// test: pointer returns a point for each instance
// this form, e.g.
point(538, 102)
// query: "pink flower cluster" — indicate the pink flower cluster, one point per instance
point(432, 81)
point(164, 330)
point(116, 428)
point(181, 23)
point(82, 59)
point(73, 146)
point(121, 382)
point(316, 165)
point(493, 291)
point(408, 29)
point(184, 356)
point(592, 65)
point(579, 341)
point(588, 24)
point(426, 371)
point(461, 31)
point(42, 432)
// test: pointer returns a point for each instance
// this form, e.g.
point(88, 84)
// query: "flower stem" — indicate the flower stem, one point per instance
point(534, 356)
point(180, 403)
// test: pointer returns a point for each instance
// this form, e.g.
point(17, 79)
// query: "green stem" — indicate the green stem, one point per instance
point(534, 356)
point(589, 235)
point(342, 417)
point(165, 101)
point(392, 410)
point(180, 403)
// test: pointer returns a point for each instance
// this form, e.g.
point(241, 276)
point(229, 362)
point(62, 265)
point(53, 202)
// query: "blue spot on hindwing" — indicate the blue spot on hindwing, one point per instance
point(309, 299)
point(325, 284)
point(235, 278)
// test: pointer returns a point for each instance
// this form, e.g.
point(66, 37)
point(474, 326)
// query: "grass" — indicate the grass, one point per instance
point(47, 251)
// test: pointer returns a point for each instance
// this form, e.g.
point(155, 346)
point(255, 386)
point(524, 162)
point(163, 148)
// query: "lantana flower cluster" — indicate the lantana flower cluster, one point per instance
——
ACTION ITEM –
The full set of records must be output again exactly.

ANSWER SECTION –
// test: pointer returns a point for each instance
// this form, e.g.
point(538, 102)
// query: "pink flower cluster" — indicate the pink flower cluster, one point per instance
point(432, 81)
point(164, 330)
point(116, 428)
point(181, 23)
point(82, 59)
point(73, 146)
point(121, 382)
point(316, 165)
point(493, 291)
point(408, 29)
point(184, 356)
point(592, 65)
point(579, 341)
point(588, 24)
point(426, 371)
point(461, 31)
point(42, 432)
// test: pointer returns a point for each instance
// this form, e.g.
point(88, 84)
// query: "flower stem" — indicate the flower stem, one point per instance
point(534, 356)
point(180, 403)
// test: pointer returns a point for each instance
// this form, e.g.
point(17, 79)
// query: "green stem" — indicate the green stem, one point per instance
point(534, 356)
point(589, 235)
point(342, 417)
point(165, 101)
point(392, 410)
point(180, 403)
// test: pointer returns a point for each instance
// this form, e.g.
point(241, 276)
point(229, 362)
point(62, 265)
point(53, 202)
// query: "blue spot on hindwing" — indicate the blue spot on hindwing, one point per instance
point(309, 299)
point(325, 284)
point(235, 278)
// test: pointer returns a point for each instance
// this form, e.g.
point(66, 37)
point(474, 326)
// query: "grass" — indicate the grass, one point per instance
point(47, 251)
// test: pointer returns a point for each instance
// this form, e.g.
point(155, 346)
point(255, 386)
point(524, 162)
point(163, 148)
// query: "lantana flower cluster" — indicate the lantana flower cluster, one point per instance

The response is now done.